WORK TO COMPLETE → Once the pictures are set aside, copy the data below exactly as it stands.

[[ RECORD SET, beginning ]]

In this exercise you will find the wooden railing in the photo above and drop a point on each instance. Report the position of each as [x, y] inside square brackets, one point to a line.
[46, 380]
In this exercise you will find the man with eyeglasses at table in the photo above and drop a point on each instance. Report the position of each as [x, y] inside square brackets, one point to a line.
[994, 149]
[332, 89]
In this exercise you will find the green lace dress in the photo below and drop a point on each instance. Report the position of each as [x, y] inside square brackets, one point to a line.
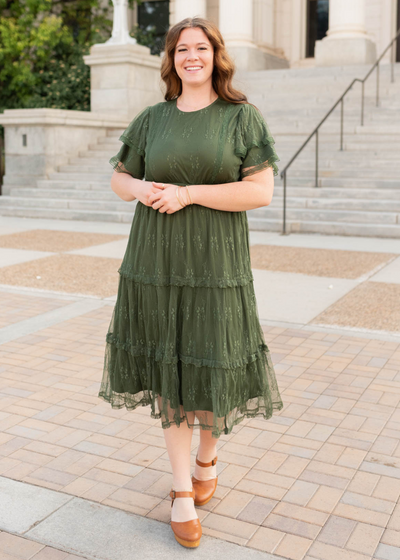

[[ RECORD SET, end ]]

RESPONSE AREA →
In this exercise you will find the wooden railing in the photo above and drop a point on each instance. Report the position of each as [x, y] inside square brackets, one point to a line.
[46, 380]
In this exercise you will find the man with eyeglasses at table in the photo above and drop a point on each instance. Report the position of each as [x, y] inside square brackets, one point to a line.
[994, 149]
[332, 89]
In this exercise you will find the green lace dress in the photo below and drop a point on each instance. Report the position of each as [x, y] inside square brackets, one point to a line.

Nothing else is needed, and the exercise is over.